Stated problem A: In the text about Neil below, what kind of personality does it say Neil had?
Stated problem B: Return everything from "Neil was an" down to "at his craft." in the text about Neil below, word for word.

But looking back at the interviews with Neil, looking back at how the trio interacted with each other, having dinner at that restaurant....Just goes to show you just how wrong I was about Neil. He was funny, smart, strong, and kind...He was a real salt-of-the-earth fellow that was gifted with an unbelievable talent for rhythm and he just wanted to be treated like a regular human being by the people who admired him. And it's such a crying shame that I'm only realizing this now that he no longer walks the Earth :(

 

A lesson I've learned, never judge a book by it's cover.

 

Neil was an introvert. That kind of personality is hard to understand for a lot of people especially in today's world when everyone puts everything out there on the internet trying to get themselves known in whatever way possible. But introverts don't crave that kind of attention. They just want to go about their business without much fuss or attention. It's not something you can just snap out of one day. You can have a family, close friends and a successful career with it but it's not something that ever leaves you just like any other lifelong personality trait somebody has. This is one of the things that made Neil such a great drummer and lyricist. Introverted people spend more quiet time alone and think deep on many topics. It turns out the one thing that many fans disliked about him was the very thing that helped him to be so gifted at his craft.

Supplied material:

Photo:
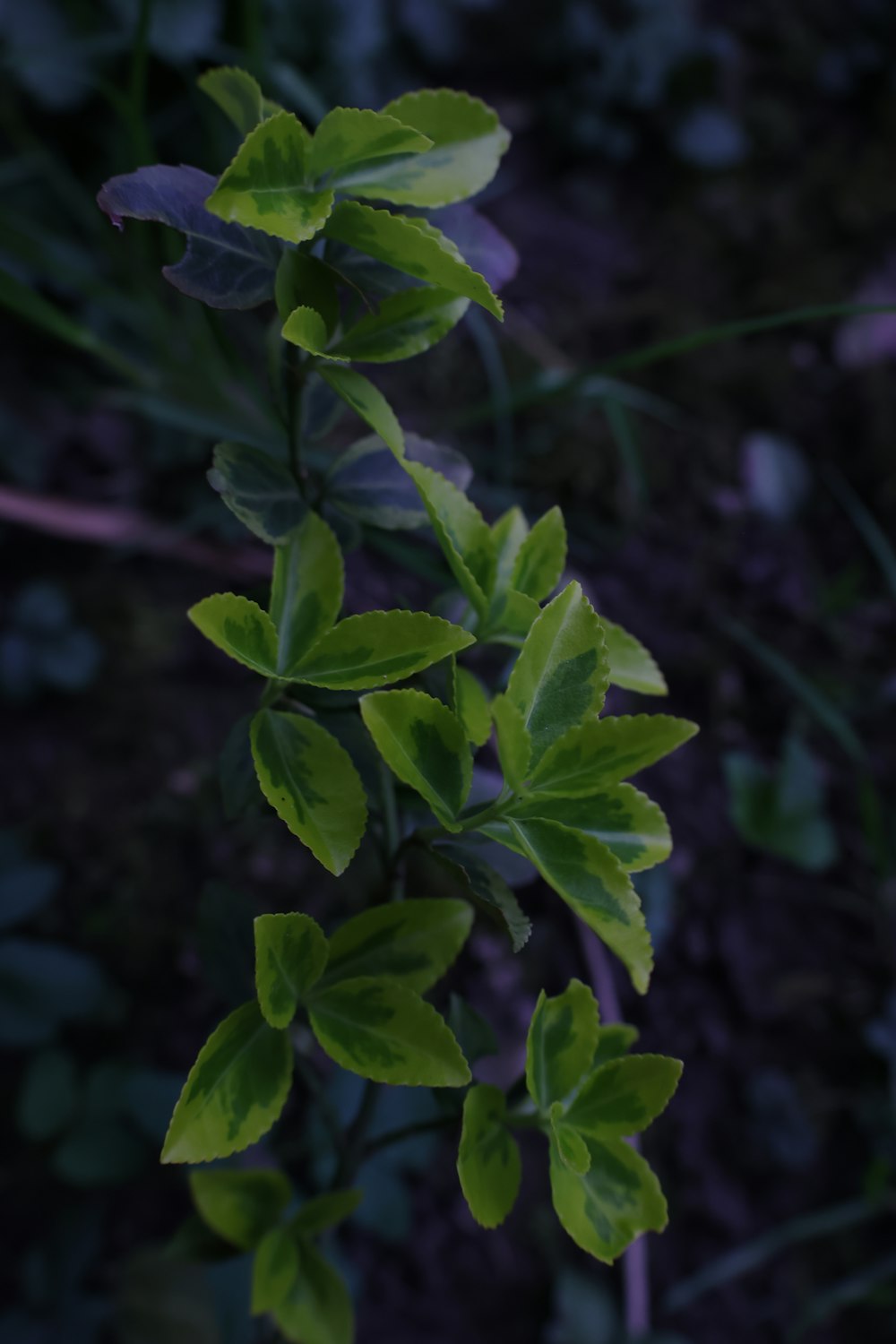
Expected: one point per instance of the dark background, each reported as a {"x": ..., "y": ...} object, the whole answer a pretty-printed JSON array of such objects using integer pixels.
[{"x": 675, "y": 167}]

Exercise answer A: Neil was an introvert.

Exercise answer B:
Neil was an introvert. That kind of personality is hard to understand for a lot of people especially in today's world when everyone puts everything out there on the internet trying to get themselves known in whatever way possible. But introverts don't crave that kind of attention. They just want to go about their business without much fuss or attention. It's not something you can just snap out of one day. You can have a family, close friends and a successful career with it but it's not something that ever leaves you just like any other lifelong personality trait somebody has. This is one of the things that made Neil such a great drummer and lyricist. Introverted people spend more quiet time alone and think deep on many topics. It turns out the one thing that many fans disliked about him was the very thing that helped him to be so gifted at his craft.